◆ MATERIAL TO PROCESS ◆

+ + + + +

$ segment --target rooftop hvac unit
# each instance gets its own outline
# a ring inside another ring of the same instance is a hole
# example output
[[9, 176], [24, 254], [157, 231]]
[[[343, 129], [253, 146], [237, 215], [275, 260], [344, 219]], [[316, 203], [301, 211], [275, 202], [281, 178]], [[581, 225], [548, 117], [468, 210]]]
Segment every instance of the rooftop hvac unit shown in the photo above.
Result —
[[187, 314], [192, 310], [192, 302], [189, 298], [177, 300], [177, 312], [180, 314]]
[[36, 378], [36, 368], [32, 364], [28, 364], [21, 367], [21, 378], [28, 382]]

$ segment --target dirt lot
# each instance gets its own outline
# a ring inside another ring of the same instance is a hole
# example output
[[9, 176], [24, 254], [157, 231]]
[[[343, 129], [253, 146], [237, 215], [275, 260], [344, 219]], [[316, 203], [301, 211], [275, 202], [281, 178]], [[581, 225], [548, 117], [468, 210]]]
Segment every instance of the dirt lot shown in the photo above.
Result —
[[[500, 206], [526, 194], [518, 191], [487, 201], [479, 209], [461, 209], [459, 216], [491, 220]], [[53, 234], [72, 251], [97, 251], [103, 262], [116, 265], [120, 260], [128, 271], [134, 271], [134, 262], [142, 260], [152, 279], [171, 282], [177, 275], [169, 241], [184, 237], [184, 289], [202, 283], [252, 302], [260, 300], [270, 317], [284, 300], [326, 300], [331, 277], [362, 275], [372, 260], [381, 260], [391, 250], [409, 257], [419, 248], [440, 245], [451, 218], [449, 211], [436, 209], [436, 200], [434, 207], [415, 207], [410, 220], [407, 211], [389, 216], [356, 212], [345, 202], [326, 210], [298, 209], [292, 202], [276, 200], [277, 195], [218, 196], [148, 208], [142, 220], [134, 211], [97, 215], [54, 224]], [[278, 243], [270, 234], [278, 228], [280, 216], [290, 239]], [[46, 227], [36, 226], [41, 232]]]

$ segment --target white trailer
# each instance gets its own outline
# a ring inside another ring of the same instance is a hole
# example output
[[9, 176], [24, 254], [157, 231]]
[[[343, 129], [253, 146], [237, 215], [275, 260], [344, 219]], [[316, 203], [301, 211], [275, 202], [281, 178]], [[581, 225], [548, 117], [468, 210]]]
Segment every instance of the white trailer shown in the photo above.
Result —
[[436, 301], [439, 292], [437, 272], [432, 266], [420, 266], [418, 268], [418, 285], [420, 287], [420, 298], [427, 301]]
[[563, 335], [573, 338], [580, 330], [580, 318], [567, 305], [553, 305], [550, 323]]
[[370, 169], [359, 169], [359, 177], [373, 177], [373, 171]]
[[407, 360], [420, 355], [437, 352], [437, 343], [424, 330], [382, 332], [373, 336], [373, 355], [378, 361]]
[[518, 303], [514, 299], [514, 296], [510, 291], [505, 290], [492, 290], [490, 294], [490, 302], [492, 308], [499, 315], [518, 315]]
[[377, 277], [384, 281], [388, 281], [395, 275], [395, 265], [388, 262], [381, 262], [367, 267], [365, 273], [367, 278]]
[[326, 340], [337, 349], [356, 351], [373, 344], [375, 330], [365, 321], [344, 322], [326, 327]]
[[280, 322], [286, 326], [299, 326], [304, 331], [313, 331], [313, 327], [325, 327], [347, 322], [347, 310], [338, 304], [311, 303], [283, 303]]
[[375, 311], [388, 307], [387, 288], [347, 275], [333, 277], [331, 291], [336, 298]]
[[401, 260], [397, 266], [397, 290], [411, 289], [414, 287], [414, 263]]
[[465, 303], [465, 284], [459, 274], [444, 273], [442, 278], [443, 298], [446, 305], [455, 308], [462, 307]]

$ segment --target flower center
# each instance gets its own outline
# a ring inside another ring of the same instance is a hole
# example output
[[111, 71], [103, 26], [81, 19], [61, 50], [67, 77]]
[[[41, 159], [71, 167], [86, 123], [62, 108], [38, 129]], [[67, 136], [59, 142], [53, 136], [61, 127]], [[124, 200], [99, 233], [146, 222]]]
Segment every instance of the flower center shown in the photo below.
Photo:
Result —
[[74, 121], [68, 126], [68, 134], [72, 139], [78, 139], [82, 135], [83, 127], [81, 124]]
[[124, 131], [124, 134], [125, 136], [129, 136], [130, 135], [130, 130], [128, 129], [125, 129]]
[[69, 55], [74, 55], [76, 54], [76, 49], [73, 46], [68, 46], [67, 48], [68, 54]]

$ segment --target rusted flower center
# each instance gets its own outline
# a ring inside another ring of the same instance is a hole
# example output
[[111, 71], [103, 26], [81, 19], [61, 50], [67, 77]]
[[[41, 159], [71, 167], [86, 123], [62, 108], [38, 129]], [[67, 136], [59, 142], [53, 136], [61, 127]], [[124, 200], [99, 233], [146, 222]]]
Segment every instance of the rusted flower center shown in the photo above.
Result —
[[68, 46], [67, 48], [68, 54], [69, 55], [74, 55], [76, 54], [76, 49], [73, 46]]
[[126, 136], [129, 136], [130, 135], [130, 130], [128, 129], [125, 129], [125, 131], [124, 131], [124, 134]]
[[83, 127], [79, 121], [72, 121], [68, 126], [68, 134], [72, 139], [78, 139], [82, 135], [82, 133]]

+ + + + +

Reproduce all of the data above, substituting "gravel lot" for every occurrence of "dirt lot" and leaving everything else unchanged.

$ segment --target rooftop hvac unit
# each instance gets its own outline
# a ring inside another ring of the same instance is a hole
# example output
[[9, 176], [24, 254], [157, 231]]
[[[343, 129], [253, 146], [237, 215], [275, 260], [344, 219]], [[316, 203], [301, 211], [275, 202], [281, 178]], [[581, 225], [548, 117], [468, 210]]]
Segment every instance of the rooftop hvac unit shown in the photo above.
Result —
[[187, 314], [192, 310], [192, 302], [189, 298], [177, 300], [177, 312], [180, 314]]
[[36, 378], [36, 368], [32, 364], [28, 364], [21, 367], [21, 378], [28, 382]]

$ segment --target gravel lot
# each instance gets its own outline
# a ring inside another ring of the same instance is a hole
# example output
[[9, 176], [24, 254], [157, 231]]
[[[343, 129], [253, 146], [237, 215], [275, 260], [344, 219]], [[316, 203], [301, 211], [275, 202], [281, 178]], [[581, 225], [548, 117], [468, 210]]]
Segment every instance of the gravel lot shown in the photo above.
Result —
[[[500, 206], [526, 194], [518, 191], [487, 201], [479, 209], [461, 209], [459, 216], [491, 220]], [[53, 234], [72, 251], [97, 251], [103, 262], [116, 265], [120, 260], [128, 271], [134, 271], [134, 262], [142, 260], [152, 279], [171, 282], [177, 275], [169, 241], [184, 237], [184, 289], [202, 283], [252, 302], [260, 300], [270, 317], [284, 300], [326, 300], [331, 277], [362, 275], [372, 260], [381, 260], [391, 250], [409, 257], [419, 248], [440, 245], [451, 218], [449, 211], [436, 209], [436, 200], [434, 207], [415, 207], [410, 220], [407, 211], [389, 216], [356, 212], [345, 202], [326, 210], [298, 209], [292, 202], [276, 200], [277, 195], [218, 196], [148, 208], [142, 220], [134, 211], [97, 215], [54, 224]], [[278, 243], [270, 234], [278, 228], [280, 216], [290, 239]], [[46, 227], [36, 226], [41, 232]]]

$ segment --target white trailer
# each instance gets its own outline
# a ring inside another ring of the same instance is a hole
# example output
[[9, 176], [24, 254], [157, 231]]
[[[343, 129], [253, 146], [237, 215], [275, 260], [344, 219]], [[316, 203], [301, 211], [275, 202], [281, 178]], [[581, 225], [548, 117], [468, 210]]]
Segment every instance of the white trailer shown in the photo above.
Result —
[[436, 301], [439, 292], [437, 272], [432, 266], [420, 266], [418, 268], [418, 285], [420, 287], [420, 298], [427, 301]]
[[563, 335], [573, 338], [580, 330], [580, 318], [567, 305], [553, 305], [550, 323]]
[[370, 169], [359, 169], [359, 177], [373, 177], [373, 171]]
[[407, 360], [420, 355], [437, 352], [437, 343], [424, 330], [382, 332], [373, 336], [373, 355], [378, 361]]
[[518, 303], [514, 299], [514, 296], [510, 291], [505, 290], [492, 290], [490, 294], [490, 302], [492, 308], [499, 315], [518, 315]]
[[377, 277], [384, 281], [388, 281], [395, 275], [395, 265], [388, 262], [381, 262], [367, 267], [365, 273], [367, 278]]
[[326, 340], [337, 349], [356, 351], [373, 344], [375, 330], [365, 321], [344, 322], [326, 327]]
[[280, 322], [286, 326], [299, 326], [304, 331], [313, 331], [313, 327], [325, 327], [347, 322], [347, 310], [338, 304], [311, 303], [283, 303]]
[[375, 311], [388, 307], [387, 288], [347, 275], [333, 277], [331, 291], [336, 298]]
[[401, 260], [397, 266], [397, 290], [411, 289], [414, 287], [414, 263]]
[[465, 303], [465, 284], [459, 274], [444, 273], [442, 278], [443, 298], [446, 305], [455, 308], [462, 307]]

$ segment --target flower center
# each instance gets its own outline
# a ring inside another ring of the same instance is a hole
# example output
[[111, 71], [103, 26], [81, 19], [61, 50], [67, 77]]
[[[41, 159], [71, 167], [86, 123], [62, 108], [38, 129]], [[67, 136], [59, 142], [53, 136], [61, 127]], [[124, 200], [99, 233], [146, 222]]]
Segment every instance of the flower center shown in the photo below.
Photo:
Result —
[[74, 121], [68, 126], [68, 134], [72, 139], [78, 139], [82, 135], [83, 127], [81, 124]]
[[124, 131], [124, 134], [125, 136], [129, 136], [130, 135], [130, 130], [128, 129], [125, 129]]
[[69, 55], [74, 55], [76, 54], [76, 49], [73, 46], [68, 46], [67, 48], [68, 54]]

$ segment --target rusted flower center
# each instance gets its own outline
# a ring inside another ring of the same instance is a hole
# example output
[[111, 71], [103, 26], [81, 19], [61, 50], [67, 77]]
[[[41, 159], [71, 167], [86, 123], [62, 108], [38, 129]], [[67, 136], [59, 142], [53, 136], [61, 127]], [[124, 200], [99, 233], [146, 222]]]
Segment every instance of the rusted flower center shown in the photo above.
Result —
[[68, 46], [67, 48], [68, 54], [69, 55], [74, 55], [76, 54], [76, 49], [73, 46]]
[[126, 136], [129, 136], [130, 135], [130, 130], [128, 129], [125, 129], [125, 131], [124, 131], [124, 134]]
[[83, 127], [79, 121], [72, 121], [68, 126], [68, 134], [72, 139], [78, 139], [82, 135], [82, 133]]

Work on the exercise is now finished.